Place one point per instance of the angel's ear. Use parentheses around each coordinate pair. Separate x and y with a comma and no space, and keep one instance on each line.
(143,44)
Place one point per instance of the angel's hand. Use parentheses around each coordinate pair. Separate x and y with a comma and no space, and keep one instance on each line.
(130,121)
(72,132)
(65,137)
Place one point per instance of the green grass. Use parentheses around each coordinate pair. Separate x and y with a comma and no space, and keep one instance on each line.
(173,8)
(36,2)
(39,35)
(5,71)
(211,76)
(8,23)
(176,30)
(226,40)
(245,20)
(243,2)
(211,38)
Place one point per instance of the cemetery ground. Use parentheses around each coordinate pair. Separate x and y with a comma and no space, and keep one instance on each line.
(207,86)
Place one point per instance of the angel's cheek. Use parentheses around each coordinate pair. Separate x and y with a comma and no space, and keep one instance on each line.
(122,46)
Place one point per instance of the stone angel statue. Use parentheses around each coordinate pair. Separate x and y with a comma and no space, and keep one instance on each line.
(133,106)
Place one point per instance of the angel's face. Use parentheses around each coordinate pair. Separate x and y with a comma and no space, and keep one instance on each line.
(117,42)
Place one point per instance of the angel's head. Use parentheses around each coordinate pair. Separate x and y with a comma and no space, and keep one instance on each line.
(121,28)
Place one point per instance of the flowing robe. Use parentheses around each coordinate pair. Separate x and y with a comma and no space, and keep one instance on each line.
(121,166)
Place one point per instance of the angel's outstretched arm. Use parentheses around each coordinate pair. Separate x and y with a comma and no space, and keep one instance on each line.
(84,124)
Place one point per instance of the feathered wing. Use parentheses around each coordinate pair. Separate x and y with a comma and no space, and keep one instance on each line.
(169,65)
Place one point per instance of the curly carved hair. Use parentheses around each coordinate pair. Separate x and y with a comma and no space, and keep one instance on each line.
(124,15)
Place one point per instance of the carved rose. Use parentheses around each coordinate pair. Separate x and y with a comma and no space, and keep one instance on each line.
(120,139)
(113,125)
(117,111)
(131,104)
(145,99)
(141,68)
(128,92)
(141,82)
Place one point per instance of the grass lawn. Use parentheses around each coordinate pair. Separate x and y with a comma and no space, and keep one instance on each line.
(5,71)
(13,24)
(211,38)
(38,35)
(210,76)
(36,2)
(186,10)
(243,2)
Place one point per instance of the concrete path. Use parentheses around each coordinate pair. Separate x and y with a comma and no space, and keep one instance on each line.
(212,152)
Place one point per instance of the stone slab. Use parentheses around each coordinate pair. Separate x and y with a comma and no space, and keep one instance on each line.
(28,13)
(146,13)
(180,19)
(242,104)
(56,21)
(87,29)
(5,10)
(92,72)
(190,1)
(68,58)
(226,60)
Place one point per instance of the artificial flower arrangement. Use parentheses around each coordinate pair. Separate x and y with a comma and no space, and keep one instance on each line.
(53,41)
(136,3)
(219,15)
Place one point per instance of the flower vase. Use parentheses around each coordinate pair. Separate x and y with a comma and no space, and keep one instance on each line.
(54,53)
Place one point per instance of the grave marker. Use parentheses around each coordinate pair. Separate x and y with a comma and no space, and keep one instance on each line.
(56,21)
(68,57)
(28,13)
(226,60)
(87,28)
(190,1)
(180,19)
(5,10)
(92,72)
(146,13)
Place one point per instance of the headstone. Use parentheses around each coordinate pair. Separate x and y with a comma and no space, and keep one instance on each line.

▶ [What is being asked] Rewrite every one of the items above, replacing each occurrence of "Use parentheses" with "Use square brackets" and leaving everything else untouched.

▶ [The reply]
Place one point per instance of the angel's ear. Use square brackets around each coordinate pair. Separate x and y with a comma and no space, and keep one instance on each line.
(143,44)
Place one point per instance of the angel's hand. Use square brackets around each coordinate pair. Separate x and y with a comma and no space, and keep one instance on each line.
(130,121)
(72,132)
(65,137)
Place one point per instance of the green grass. Use square brackets around each coordinate pair. Separate x and y with a comma and no space, and keep one instance on each line.
(173,8)
(36,2)
(39,35)
(5,71)
(211,76)
(8,23)
(176,30)
(226,40)
(245,20)
(243,2)
(211,38)
Place one point per instance of the cemetery ground. Use square brackets around each coordinate pair. Separate x and y with a comma and no space, and keep one instance on each line.
(207,86)
Place one point per instance of the angel's cheek. Use square brackets around each coordinate pair. Separate x and y with a comma and no space, and keep one instance on each line.
(122,46)
Place one point per instance of the stone angel statue. Use square brackets around each coordinate pair. Separate x and y with a comma and no space, and keep one instance on each line.
(133,106)
Place one point per instance of the angel's face. Use square brackets around each coordinate pair. Separate x and y with a comma and no space, and keep one instance on each line.
(117,42)
Place one point per instance of the angel's head. Use square brackets around each coordinate pair. Separate x and y with a comma and no space, and keep one instance on each line.
(121,28)
Place one point per instance of the flowing robe. Use square brackets around each coordinate pair. Separate x and y with a comma and no space, and keep one instance on each line.
(121,166)
Place one point per instance of the angel's outstretched arm. Use square brackets around each coordinate pair. Separate x and y with a comma and no space, and keep one instance on each line.
(84,124)
Place one point per instance of the feathered wing. Use square brackets around each coordinate pair. Separate x and y with a comma and no space, and keep one instance on each line.
(169,65)
Place one point per instance of the curly carved hair. Use square brackets around each coordinate pair. Separate x and y with a comma and no space, and keep one instance on each line.
(124,15)
Place one point per instance of the carved rose. Use square brackets around each coordinate pair. Separate x and y with a comma and no space, and keep one instance on each line.
(120,139)
(113,125)
(117,111)
(131,104)
(145,99)
(141,68)
(128,92)
(141,82)
Place one point per instance of the grass lawn. Use square brackets around each coordinate pair. Separate x and y with a comma and no space, and keep one instance on each line.
(5,71)
(13,24)
(211,38)
(38,35)
(210,76)
(36,2)
(186,10)
(243,2)
Place one point per instance of the concrete path. Use square brackets around each coordinate pair. Separate x and y with a comma and no space, and keep one instance on each line.
(212,152)
Place one point per instance of the stone slab. Use square brackets around each coordinate pair. Separate x and y with a comma and no space, and keep one instance on each line.
(28,13)
(146,13)
(180,19)
(242,104)
(56,21)
(87,29)
(5,10)
(92,72)
(190,1)
(68,58)
(226,60)
Place one point per instance of the artificial flower arrangement. Use square brackets around each coordinate pair. Separate x and y with a comma and no space, and keep one instance on each line.
(53,41)
(136,3)
(219,15)
Place one point per instance of the flower vase. Use square brackets around each coordinate pair. Separate x and y with a comma and no space, and keep one instance on each line.
(54,53)
Place one point per instance of the grave marker. Use square brackets around each coordinate pair. Separate x and y with a comma and no space, and keep one instance on each line.
(56,21)
(68,57)
(28,13)
(226,60)
(87,28)
(190,1)
(180,19)
(5,10)
(92,72)
(146,13)
Place one point per instance of the headstone. Use square brackets around each coordinate pair. Separate x and y with a comma and no space, and keep one instance on each line.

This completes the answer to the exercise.